TEXTO DADO:
Se trata de un costo elevado cuando se lo compara con la curva de producción global de energía, pero no hay demasiadas cosas que se pueda hacer al respecto. El costo responde en gran medida a una geología con bajos rendimientos. Pero aun así, siempre es mejor que nada y además, alcanza para cubrir la mayor parte de nuestras necesidades, aunque no para ilusionarse con posibles exportaciones. Tampoco existen demasiadas expectativas con el petróleo que proviene de los yacimientos de explotación no convencional. Por ahora y en las primeras etapas de producción, el costo parece ubicarse por encima de los 75 u$s/barril, sin probabilidades de bajar al nivel de precios del mercado internacional.
Esta cruda realidad desactiva cualquier posibilidad de inversiones significativas hasta que se alcance un nuevo punto de equilibrio estable en el mercado global. Para tranquilidad de los pesimistas, aleja la posibilidad de contagio de la enfermedad holandesa y para los optimistas, aleja las elucubraciones de la lluvia de dólares que iba a caer sobre nuestro territorio por el mero hecho de anunciar el inicio de su explotación.

INFORMACIÓN PROPORCIONADA:
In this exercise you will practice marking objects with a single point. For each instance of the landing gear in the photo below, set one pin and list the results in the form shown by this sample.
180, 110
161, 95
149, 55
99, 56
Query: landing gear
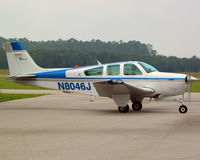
182, 109
123, 109
137, 106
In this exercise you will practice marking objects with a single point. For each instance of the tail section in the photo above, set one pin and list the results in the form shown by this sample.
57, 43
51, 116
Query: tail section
19, 61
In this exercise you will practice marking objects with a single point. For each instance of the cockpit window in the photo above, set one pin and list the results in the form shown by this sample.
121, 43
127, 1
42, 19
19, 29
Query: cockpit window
94, 71
131, 69
113, 69
148, 68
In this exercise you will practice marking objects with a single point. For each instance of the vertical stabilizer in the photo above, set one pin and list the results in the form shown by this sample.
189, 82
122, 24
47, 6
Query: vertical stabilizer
19, 61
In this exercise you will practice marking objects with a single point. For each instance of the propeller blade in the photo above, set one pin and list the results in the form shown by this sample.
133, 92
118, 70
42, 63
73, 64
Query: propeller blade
189, 87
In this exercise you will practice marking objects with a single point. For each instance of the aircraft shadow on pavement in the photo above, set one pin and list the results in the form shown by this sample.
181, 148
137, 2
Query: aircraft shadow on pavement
97, 111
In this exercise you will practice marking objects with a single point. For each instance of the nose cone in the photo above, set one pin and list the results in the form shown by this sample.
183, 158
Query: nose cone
191, 79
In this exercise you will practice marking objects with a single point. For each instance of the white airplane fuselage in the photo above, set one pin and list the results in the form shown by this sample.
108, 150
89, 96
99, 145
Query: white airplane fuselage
122, 81
74, 80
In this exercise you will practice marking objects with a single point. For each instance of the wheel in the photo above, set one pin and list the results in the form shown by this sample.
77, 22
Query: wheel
183, 109
123, 109
137, 106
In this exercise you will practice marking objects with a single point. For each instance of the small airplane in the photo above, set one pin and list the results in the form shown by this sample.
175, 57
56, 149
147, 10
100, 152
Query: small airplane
122, 81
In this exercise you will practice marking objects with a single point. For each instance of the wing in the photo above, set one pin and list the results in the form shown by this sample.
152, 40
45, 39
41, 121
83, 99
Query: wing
138, 90
108, 88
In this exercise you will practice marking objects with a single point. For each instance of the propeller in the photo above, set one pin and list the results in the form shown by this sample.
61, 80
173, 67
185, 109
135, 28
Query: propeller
189, 79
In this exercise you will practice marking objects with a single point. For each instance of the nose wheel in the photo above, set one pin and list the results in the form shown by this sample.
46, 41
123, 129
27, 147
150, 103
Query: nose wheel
183, 109
137, 106
123, 109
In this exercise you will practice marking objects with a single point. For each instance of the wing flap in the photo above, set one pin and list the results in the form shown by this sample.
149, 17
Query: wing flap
105, 88
139, 90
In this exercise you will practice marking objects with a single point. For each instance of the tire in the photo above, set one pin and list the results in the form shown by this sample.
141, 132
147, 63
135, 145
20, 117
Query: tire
137, 106
123, 109
183, 109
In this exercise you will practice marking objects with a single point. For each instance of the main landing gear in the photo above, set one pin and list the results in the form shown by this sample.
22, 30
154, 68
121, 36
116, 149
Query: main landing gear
123, 109
137, 106
183, 109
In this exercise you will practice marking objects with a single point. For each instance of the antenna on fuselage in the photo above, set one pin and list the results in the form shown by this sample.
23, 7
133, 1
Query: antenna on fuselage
99, 63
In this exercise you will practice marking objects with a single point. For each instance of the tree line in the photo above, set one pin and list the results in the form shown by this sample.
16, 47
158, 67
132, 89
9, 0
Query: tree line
71, 52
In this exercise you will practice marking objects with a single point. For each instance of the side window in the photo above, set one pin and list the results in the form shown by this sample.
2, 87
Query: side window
113, 69
131, 69
94, 71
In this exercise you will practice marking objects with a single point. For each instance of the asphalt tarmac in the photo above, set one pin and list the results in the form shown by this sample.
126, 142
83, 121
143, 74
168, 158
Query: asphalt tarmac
70, 127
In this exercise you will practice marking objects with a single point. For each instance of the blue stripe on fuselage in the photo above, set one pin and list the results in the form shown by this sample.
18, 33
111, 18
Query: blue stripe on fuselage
52, 74
61, 74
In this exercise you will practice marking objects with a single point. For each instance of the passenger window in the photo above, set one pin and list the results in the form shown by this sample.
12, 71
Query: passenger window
94, 71
131, 69
113, 69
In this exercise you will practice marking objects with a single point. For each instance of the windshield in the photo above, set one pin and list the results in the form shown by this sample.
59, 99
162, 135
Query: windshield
148, 68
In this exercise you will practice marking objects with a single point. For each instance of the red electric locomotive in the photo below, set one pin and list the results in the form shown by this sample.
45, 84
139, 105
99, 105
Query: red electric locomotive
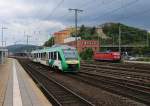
107, 56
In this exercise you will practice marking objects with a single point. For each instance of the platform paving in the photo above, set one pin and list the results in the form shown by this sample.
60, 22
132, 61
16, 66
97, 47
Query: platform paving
17, 88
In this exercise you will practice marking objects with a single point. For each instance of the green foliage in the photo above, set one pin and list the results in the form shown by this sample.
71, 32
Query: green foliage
129, 35
87, 54
49, 43
86, 33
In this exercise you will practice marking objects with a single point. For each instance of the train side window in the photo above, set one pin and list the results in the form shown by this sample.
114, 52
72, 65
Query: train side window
55, 55
52, 55
59, 57
49, 55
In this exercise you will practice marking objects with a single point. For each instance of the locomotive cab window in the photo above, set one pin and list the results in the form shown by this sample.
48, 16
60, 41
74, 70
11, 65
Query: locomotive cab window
70, 54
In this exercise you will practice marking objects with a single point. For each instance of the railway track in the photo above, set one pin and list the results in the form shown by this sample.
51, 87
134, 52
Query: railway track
57, 93
133, 90
135, 66
130, 69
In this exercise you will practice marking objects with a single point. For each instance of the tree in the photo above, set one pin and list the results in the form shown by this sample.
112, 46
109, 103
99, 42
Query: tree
87, 54
49, 43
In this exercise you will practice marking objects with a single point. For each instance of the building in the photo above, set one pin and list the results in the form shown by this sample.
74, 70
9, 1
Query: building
82, 45
70, 39
3, 55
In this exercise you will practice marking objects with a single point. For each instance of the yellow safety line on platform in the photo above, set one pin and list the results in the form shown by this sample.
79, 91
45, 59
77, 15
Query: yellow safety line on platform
17, 101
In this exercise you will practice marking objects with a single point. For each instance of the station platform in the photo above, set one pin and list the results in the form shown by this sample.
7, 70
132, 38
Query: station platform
17, 88
141, 62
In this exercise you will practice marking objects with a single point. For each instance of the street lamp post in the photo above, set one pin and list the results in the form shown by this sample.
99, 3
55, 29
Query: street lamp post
3, 33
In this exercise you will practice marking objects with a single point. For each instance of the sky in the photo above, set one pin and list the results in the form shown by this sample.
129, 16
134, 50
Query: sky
39, 19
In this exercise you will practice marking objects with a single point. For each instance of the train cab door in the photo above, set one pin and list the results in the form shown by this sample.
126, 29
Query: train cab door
58, 61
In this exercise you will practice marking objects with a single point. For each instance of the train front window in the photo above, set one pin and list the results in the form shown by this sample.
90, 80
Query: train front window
70, 54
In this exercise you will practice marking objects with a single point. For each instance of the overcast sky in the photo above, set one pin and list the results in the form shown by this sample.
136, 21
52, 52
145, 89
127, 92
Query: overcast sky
41, 18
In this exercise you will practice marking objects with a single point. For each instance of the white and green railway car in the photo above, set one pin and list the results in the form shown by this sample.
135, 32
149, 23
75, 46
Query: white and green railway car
62, 57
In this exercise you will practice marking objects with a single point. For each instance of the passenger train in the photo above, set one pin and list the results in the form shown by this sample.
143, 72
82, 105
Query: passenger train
62, 57
107, 56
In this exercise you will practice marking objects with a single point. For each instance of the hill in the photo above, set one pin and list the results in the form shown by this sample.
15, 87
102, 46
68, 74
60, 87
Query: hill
21, 48
129, 35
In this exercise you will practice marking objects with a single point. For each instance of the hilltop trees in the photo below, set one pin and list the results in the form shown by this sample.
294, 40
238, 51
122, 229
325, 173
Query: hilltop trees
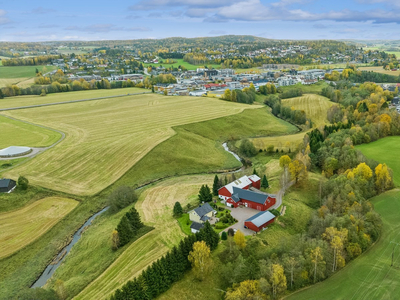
205, 194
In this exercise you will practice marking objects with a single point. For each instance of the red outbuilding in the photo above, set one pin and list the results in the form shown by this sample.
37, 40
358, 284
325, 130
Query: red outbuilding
259, 221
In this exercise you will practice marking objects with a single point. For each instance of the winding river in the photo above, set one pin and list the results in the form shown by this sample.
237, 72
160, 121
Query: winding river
52, 267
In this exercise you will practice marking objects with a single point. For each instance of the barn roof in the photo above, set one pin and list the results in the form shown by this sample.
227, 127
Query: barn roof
203, 210
196, 226
260, 198
239, 183
261, 218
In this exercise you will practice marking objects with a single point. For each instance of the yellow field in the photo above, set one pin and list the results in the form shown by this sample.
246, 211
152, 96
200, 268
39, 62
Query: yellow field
380, 70
316, 108
105, 138
155, 207
21, 227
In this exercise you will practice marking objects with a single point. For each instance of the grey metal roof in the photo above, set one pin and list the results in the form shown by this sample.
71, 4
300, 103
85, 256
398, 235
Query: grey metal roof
249, 195
203, 210
196, 226
261, 218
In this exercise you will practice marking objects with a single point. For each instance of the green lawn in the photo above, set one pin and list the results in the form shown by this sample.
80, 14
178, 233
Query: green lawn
184, 223
180, 62
369, 276
385, 151
23, 71
17, 133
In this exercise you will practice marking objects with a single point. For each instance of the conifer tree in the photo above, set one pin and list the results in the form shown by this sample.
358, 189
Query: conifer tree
264, 182
216, 185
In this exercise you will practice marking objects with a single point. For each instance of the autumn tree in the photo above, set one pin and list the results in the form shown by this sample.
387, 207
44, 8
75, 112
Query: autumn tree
246, 290
298, 171
239, 239
316, 259
278, 280
337, 239
383, 179
200, 259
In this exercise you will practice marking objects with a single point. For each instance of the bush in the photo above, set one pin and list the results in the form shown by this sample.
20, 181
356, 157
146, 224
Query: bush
121, 197
23, 183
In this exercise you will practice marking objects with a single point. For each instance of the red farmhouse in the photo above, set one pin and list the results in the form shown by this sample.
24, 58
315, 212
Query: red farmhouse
244, 191
259, 221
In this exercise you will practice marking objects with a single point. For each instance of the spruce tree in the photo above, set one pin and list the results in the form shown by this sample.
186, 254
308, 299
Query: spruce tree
178, 211
216, 185
264, 182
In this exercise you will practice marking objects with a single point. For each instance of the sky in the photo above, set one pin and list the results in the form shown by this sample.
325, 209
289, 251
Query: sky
26, 21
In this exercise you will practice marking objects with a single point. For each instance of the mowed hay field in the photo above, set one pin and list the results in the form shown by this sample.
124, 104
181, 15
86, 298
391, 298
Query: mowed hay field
21, 227
21, 75
370, 275
380, 70
10, 102
155, 206
105, 138
385, 151
316, 108
17, 133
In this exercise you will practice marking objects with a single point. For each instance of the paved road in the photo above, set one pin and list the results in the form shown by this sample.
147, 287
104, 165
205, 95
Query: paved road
72, 101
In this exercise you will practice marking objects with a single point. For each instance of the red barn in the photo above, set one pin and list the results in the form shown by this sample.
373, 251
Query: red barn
259, 221
256, 200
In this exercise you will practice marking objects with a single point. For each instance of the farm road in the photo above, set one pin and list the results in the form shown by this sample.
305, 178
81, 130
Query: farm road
72, 101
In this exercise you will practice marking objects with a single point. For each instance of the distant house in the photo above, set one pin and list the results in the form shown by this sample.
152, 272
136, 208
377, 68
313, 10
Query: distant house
7, 185
259, 221
202, 213
195, 227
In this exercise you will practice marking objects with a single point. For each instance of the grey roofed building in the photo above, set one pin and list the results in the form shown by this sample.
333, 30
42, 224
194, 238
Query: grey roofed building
7, 185
196, 226
261, 218
249, 195
203, 210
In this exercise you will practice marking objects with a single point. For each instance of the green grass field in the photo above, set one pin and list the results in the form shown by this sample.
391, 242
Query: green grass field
108, 137
17, 133
180, 62
379, 151
21, 227
155, 207
316, 108
10, 102
370, 275
308, 89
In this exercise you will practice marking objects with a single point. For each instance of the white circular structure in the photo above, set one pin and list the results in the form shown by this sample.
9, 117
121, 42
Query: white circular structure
13, 151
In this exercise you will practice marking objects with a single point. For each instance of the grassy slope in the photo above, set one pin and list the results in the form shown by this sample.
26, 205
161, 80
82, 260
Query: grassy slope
202, 144
379, 151
316, 108
37, 217
109, 137
369, 276
17, 133
63, 97
155, 207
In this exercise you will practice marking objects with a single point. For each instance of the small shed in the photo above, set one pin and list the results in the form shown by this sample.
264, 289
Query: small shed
195, 227
259, 221
7, 185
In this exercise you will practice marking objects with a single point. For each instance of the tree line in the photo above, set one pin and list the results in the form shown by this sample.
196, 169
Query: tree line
159, 277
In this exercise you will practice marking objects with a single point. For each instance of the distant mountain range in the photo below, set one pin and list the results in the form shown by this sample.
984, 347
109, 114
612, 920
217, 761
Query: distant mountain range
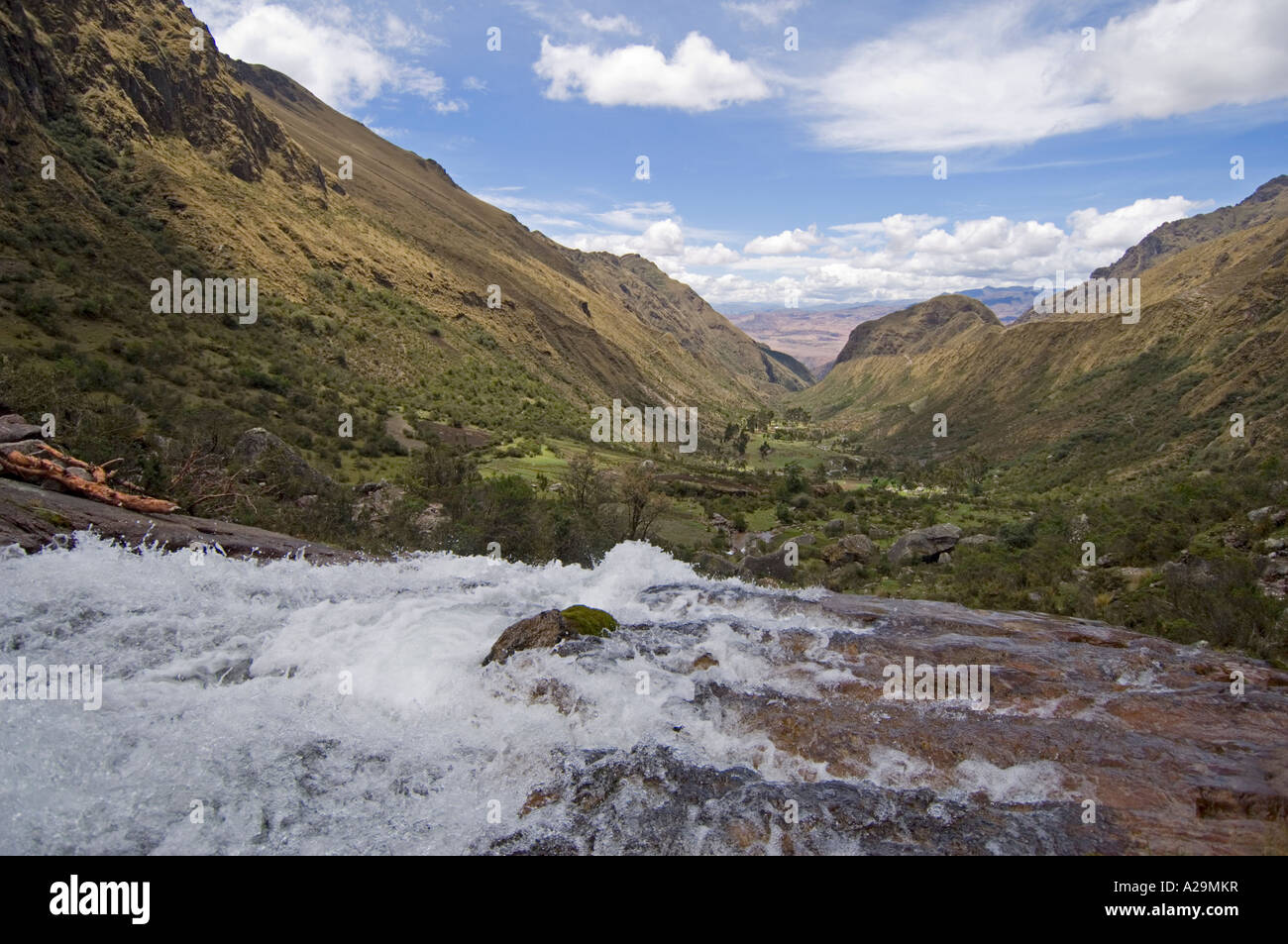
380, 282
815, 334
1211, 343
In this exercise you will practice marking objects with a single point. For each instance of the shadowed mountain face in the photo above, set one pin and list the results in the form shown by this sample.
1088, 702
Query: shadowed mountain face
1266, 204
815, 335
918, 329
1211, 342
374, 287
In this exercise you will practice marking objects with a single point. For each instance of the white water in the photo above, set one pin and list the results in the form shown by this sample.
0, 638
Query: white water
408, 762
426, 745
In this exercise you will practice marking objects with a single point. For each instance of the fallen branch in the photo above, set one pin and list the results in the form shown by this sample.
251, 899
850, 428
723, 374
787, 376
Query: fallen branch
33, 469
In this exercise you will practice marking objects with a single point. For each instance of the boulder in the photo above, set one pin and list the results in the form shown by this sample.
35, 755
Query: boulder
715, 565
772, 565
267, 458
925, 544
14, 428
376, 501
549, 629
850, 549
432, 518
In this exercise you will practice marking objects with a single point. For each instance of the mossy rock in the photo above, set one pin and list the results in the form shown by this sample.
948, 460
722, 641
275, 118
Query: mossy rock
588, 621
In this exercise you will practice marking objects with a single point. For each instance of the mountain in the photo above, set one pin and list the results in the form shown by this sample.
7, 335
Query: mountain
918, 329
1266, 204
373, 288
814, 335
1089, 389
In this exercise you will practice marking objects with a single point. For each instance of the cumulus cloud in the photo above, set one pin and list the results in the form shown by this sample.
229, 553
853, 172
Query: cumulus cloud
911, 256
618, 24
1000, 75
787, 243
765, 12
336, 63
900, 257
697, 77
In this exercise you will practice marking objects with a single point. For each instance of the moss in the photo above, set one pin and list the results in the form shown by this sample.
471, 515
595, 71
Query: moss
589, 621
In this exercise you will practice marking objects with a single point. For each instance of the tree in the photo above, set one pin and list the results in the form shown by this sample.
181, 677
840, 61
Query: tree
584, 485
638, 492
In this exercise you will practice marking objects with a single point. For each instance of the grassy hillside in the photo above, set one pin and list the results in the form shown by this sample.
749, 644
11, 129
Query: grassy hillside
373, 290
1099, 395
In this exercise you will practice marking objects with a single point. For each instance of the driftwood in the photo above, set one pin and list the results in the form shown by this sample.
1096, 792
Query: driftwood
35, 469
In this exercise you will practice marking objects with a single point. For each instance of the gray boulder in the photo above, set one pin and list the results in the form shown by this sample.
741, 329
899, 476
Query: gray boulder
14, 428
851, 548
925, 544
772, 565
268, 459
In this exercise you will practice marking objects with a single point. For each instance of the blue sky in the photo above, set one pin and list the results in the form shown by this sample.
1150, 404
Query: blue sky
810, 168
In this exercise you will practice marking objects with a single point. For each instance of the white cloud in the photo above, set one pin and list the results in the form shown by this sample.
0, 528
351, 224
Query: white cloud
787, 243
765, 12
619, 24
1125, 226
995, 75
697, 76
910, 256
336, 63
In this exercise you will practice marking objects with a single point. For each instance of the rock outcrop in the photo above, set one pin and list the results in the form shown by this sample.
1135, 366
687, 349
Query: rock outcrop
548, 629
851, 549
923, 544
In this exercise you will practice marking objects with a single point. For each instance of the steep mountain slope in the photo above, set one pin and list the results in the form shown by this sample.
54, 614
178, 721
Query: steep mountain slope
373, 290
1211, 342
1267, 202
814, 335
918, 329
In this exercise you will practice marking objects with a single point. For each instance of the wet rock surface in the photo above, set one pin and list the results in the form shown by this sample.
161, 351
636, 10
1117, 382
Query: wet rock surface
649, 801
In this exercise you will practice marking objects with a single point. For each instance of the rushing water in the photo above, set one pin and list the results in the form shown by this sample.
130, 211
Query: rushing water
343, 708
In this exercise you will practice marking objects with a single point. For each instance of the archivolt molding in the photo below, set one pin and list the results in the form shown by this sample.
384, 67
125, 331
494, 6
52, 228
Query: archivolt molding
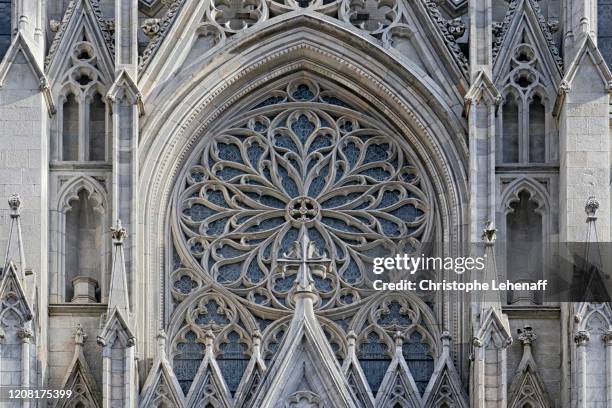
189, 132
300, 156
536, 191
373, 18
70, 192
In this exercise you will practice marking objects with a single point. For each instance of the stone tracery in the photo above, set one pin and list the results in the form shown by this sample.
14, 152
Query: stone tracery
302, 157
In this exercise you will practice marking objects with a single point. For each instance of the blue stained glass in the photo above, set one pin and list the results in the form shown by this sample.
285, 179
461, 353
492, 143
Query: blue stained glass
317, 238
290, 237
216, 197
407, 212
211, 315
263, 323
197, 247
227, 251
228, 273
232, 361
324, 285
352, 154
373, 360
377, 173
376, 153
185, 284
259, 127
187, 361
332, 100
266, 224
266, 200
346, 126
228, 173
389, 228
273, 100
340, 225
389, 198
197, 176
198, 212
229, 152
320, 142
394, 316
288, 184
346, 298
302, 127
303, 93
285, 141
339, 200
255, 152
352, 273
284, 284
217, 227
317, 184
421, 365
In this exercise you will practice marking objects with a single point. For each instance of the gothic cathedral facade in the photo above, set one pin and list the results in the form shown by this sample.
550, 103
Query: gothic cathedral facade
196, 190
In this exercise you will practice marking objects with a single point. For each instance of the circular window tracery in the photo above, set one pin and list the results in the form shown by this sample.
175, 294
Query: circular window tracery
301, 157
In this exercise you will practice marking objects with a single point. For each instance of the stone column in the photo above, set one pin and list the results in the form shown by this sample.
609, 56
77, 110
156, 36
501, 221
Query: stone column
607, 339
581, 338
580, 19
25, 334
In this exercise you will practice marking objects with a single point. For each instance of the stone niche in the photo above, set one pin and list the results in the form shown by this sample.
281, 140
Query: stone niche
84, 289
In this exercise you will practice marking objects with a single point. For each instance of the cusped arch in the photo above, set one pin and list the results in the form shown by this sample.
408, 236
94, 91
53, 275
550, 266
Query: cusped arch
432, 134
537, 193
70, 191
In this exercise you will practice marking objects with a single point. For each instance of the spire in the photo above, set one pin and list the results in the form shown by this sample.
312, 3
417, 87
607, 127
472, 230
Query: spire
489, 299
589, 280
15, 206
118, 295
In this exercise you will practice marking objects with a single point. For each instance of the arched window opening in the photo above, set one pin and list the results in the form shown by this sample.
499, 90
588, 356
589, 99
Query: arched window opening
419, 360
232, 361
97, 129
5, 26
84, 237
596, 370
604, 29
187, 360
537, 131
510, 139
70, 129
524, 245
374, 359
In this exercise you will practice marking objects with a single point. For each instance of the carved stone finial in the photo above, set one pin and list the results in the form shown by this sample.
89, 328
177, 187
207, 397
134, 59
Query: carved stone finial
15, 205
526, 335
161, 339
489, 233
456, 27
209, 337
54, 25
118, 233
564, 88
591, 208
553, 25
151, 27
607, 338
25, 334
80, 337
398, 337
446, 338
582, 337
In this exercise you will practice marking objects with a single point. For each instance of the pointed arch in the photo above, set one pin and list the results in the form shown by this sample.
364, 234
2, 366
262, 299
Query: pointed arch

OBJETIVO DE LA TAREA:
¿Puedes devolver completo el texto sobre los costos de producción de petróleo, sin cambiar ni una palabra?

RESULTADO DE LA TAREA:
Se trata de un costo elevado cuando se lo compara con la curva de producción global de energía, pero no hay demasiadas cosas que se pueda hacer al respecto. El costo responde en gran medida a una geología con bajos rendimientos. Pero aun así, siempre es mejor que nada y además, alcanza para cubrir la mayor parte de nuestras necesidades, aunque no para ilusionarse con posibles exportaciones. Tampoco existen demasiadas expectativas con el petróleo que proviene de los yacimientos de explotación no convencional. Por ahora y en las primeras etapas de producción, el costo parece ubicarse por encima de los 75 u$s/barril, sin probabilidades de bajar al nivel de precios del mercado internacional.
Esta cruda realidad desactiva cualquier posibilidad de inversiones significativas hasta que se alcance un nuevo punto de equilibrio estable en el mercado global. Para tranquilidad de los pesimistas, aleja la posibilidad de contagio de la enfermedad holandesa y para los optimistas, aleja las elucubraciones de la lluvia de dólares que iba a caer sobre nuestro territorio por el mero hecho de anunciar el inicio de su explotación.